## [YOUR OBJECTIVE]
For every record below, write out an exact copy.

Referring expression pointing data
########################################

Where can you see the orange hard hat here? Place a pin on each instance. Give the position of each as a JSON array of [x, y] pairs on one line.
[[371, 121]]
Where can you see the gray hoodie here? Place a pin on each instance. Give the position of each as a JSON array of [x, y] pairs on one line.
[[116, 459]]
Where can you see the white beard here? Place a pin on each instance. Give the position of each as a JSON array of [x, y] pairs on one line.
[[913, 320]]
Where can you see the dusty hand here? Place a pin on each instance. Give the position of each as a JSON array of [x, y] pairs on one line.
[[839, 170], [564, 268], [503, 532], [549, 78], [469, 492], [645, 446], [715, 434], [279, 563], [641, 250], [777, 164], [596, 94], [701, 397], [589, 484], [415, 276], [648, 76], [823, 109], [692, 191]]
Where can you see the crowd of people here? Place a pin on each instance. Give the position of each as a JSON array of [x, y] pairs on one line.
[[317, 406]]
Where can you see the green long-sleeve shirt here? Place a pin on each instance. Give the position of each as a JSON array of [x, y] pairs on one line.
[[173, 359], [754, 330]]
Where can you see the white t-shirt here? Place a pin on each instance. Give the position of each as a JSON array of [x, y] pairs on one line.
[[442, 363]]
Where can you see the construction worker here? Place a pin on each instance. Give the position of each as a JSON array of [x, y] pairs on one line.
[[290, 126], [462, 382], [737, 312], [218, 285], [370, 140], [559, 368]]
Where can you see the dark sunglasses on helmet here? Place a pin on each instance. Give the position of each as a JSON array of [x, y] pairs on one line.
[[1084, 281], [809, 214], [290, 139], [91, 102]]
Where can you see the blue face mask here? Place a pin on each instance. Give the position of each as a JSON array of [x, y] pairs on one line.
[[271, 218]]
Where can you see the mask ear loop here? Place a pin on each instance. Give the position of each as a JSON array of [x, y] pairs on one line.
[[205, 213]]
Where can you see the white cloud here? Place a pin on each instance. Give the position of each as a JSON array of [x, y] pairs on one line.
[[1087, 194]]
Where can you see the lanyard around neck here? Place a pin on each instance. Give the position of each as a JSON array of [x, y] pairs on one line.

########################################

## [ANSWER TO THE EXERCISE]
Where can you see the orange hard hat here? Place a pin on each instance. Give the position of each as a JSON array of [x, y] pairs on one line.
[[371, 121]]
Where can you see the gray hoodie here? Place a pin on each instance. Give the position of each as a JSON array of [x, y] pairs on one line.
[[116, 459]]
Where can you see the white beard here? Place a pin on each instance. Give the position of each as a JSON array of [x, y] pairs on one line.
[[913, 320]]
Where can you see the dusty hand here? Place a pin on each instance. Give the position of each as a JSON array of [x, y] pairs on one line.
[[839, 170], [564, 268], [503, 532], [549, 78], [469, 492], [645, 446], [715, 434], [279, 563], [641, 250], [777, 164], [596, 94], [701, 397], [589, 484], [415, 276], [648, 76], [823, 109], [692, 191]]
Where can you see the crowd of people here? Place a pin on each instance. Give the position of each as a JSON array of [x, y] pairs on one line.
[[317, 406]]
Where can you see the green long-sleeve shirt here? Place a pin on each instance. Give the position of each as a JSON array of [x, y] pairs on one line.
[[173, 359], [754, 330]]
Where can you see the white t-shirt here? Place a pin on each instance. Give the position of each as a JSON array of [x, y] pairs on one line.
[[442, 363]]
Where can you see the construction worker here? Place a pin on each instance. Give the position of each as a JSON array of [x, y] pairs on one line.
[[290, 126], [462, 382], [737, 312], [218, 285], [370, 140], [559, 368]]
Where can you see the dark sunglasses on helmet here? Place a pin on each instance. Give the position of each as a JSON array of [x, y] pairs on one line.
[[1084, 281], [809, 214], [290, 139], [91, 102]]
Where can you see the blue face mask here? Place a pin on each instance. Give the position of each as a JSON array of [x, y] pairs on one line.
[[271, 218]]
Where can you see the mask ear loop here? Place a pin on each instance. Give the position of each as a JSON array of [x, y] pairs on one line.
[[205, 213]]
Where can you see the white cloud here? Place a pin on each instance. Give the position of each as a JSON array of [x, y] pairs on one line.
[[1087, 194]]
Where can you see the lanyard around neck here? Place a pin on each instance. Give the position of each as a JSON array of [x, y] pairs on one line.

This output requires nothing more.